* EXTRACTED ENTRIES *
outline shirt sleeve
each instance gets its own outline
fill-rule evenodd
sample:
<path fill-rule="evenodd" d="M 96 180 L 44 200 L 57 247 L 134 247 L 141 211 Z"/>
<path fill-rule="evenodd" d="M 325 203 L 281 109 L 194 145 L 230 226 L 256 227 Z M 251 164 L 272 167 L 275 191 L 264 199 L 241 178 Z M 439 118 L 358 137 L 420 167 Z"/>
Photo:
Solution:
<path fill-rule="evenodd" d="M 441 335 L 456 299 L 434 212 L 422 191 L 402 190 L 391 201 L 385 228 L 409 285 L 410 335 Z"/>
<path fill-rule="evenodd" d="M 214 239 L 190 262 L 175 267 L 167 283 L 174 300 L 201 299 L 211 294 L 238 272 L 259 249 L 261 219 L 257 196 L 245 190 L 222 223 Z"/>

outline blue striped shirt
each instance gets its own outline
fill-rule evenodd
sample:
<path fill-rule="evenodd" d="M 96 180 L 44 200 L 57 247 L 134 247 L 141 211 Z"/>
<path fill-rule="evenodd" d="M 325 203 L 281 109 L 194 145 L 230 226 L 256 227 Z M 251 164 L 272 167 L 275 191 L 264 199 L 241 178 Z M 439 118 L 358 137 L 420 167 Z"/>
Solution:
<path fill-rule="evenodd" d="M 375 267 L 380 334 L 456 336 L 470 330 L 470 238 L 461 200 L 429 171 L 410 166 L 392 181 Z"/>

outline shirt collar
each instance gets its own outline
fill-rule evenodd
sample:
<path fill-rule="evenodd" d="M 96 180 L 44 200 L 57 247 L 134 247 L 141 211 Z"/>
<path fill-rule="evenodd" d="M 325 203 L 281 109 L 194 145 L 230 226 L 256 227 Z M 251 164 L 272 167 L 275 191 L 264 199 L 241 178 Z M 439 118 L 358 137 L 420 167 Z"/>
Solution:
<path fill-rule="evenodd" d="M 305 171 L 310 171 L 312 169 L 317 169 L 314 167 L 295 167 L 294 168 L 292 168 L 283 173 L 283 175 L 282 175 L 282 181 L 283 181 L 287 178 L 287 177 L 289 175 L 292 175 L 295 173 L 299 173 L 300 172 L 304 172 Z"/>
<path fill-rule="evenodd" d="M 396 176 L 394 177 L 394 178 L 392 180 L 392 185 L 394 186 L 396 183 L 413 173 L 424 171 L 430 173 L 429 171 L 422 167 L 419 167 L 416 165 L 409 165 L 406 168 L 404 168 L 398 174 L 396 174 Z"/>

* REQUIREMENTS *
Rewrite the rows starting at the first line and ending at the line that contains "375 267 L 380", keeping every line, requests included. Multiply each coordinate in the answers by 2.6 and round to whole numbers (halves up), leave the numbers in the requests and their format samples unchanged, and return only those lines.

* WRITTEN REPLY *
outline shirt sleeve
each instance gets its own outline
fill-rule evenodd
sample:
<path fill-rule="evenodd" d="M 96 180 L 44 200 L 57 247 L 134 247 L 141 211 Z"/>
<path fill-rule="evenodd" d="M 325 203 L 281 109 L 194 145 L 230 226 L 256 227 Z M 251 164 L 272 167 L 275 191 L 264 199 L 241 178 Z M 439 118 L 358 137 L 420 167 Z"/>
Photo:
Solution:
<path fill-rule="evenodd" d="M 1147 871 L 1186 777 L 1128 551 L 1097 497 L 1045 494 L 1017 523 L 1001 593 L 1063 741 L 1066 871 Z"/>
<path fill-rule="evenodd" d="M 556 621 L 494 681 L 455 694 L 434 736 L 452 780 L 523 777 L 549 764 L 619 707 L 673 647 L 679 569 L 668 510 L 637 494 L 577 580 Z"/>

outline blue striped shirt
each instance gets its own outline
fill-rule evenodd
sample:
<path fill-rule="evenodd" d="M 96 180 L 44 200 L 57 247 L 134 247 L 141 211 Z"/>
<path fill-rule="evenodd" d="M 325 203 L 281 109 L 194 145 L 230 226 L 256 227 Z M 251 164 L 272 167 L 275 191 L 264 199 L 241 178 Z M 439 118 L 358 137 L 420 167 Z"/>
Solution:
<path fill-rule="evenodd" d="M 975 694 L 988 868 L 1186 874 L 1222 858 L 1222 619 L 1199 520 L 1115 445 L 1066 432 L 1019 471 Z"/>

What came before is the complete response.